## Exercise details
Write the data out again in full, with no departure from the original.

-- BEGIN --

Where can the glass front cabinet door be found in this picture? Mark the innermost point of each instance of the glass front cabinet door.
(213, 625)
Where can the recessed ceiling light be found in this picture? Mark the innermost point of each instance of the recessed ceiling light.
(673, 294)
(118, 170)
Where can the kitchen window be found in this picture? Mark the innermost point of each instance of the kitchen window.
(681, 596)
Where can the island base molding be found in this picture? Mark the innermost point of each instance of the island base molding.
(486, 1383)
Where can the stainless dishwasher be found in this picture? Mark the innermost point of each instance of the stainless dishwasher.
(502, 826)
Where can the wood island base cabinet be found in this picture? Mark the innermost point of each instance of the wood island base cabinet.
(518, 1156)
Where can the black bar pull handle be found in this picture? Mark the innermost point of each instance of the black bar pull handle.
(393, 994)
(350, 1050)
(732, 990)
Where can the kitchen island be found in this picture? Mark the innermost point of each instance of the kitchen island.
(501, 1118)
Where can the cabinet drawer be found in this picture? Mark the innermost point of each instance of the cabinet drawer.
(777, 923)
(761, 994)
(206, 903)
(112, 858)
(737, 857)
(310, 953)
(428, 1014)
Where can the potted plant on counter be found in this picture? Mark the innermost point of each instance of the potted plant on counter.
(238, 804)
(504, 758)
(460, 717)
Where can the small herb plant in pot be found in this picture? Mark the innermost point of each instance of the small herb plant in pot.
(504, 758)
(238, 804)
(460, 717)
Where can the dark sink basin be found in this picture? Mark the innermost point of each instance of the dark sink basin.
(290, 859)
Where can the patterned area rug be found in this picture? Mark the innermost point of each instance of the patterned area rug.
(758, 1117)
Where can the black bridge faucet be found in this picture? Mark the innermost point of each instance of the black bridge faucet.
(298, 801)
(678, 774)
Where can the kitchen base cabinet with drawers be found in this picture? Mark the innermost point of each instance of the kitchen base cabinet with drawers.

-- END --

## Exercise solution
Where can the glass front cabinet door be found in this picture? Mark the innermost point of each instance of the glass front cabinet door.
(213, 625)
Where can the recessed ceiling light be found in this picture? Mark the innermost point of each instance of the recessed ceiling light.
(673, 294)
(118, 170)
Where can the kitchen window be found in this picture? Mark the innermost point of each instance of the kitchen window.
(681, 596)
Where can the island base molding be found in this picture? Mark the innermost point of each instance of the island base molding.
(486, 1383)
Where can the stainless dishwasher be found in this picture? Mark the innermost point of each instance of the stainless dishwasher.
(502, 826)
Where can the wood island base cabinet be found in this picture? Mark the innermost point of each instance of the wood island base cabinet.
(518, 1156)
Where can the black bar pull handle be found in this picture? Mark the innermost point of each instance of the black bar pull handle.
(393, 994)
(350, 1050)
(732, 990)
Where can the kitchen island be found in this picture? Mark the innermost point of each instance of the kitchen island.
(501, 1118)
Where can the cabinet drawer be found in this picture? Mark the innermost point of each instance of the cabinet drawer.
(777, 923)
(761, 994)
(206, 903)
(112, 858)
(737, 857)
(310, 953)
(428, 1014)
Where can the potted plant on counter be found in this picture? Mark the innermost point of each instance of the potted plant on counter.
(238, 804)
(504, 758)
(460, 717)
Where can the small herb plant in pot be found in this picture? Mark the innermost point of each instance of the small herb plant in pot.
(504, 758)
(238, 804)
(460, 717)
Where can the dark sink basin be found in this picture? Mark the innermost point of each instance of the dark sink basin.
(290, 859)
Where can the patterned area rug be found in this picture? Mark the innermost point of each instance of the patterned area rug.
(758, 1117)
Where can the black bridge faucet be found in this picture? Mark the innermost point of each instance of the black bridge faucet.
(298, 801)
(678, 774)
Where can the kitchen base cabinet with drawers be found in this picture? Mark the innermost point of each instance of the kitchen base cabinet with drawers.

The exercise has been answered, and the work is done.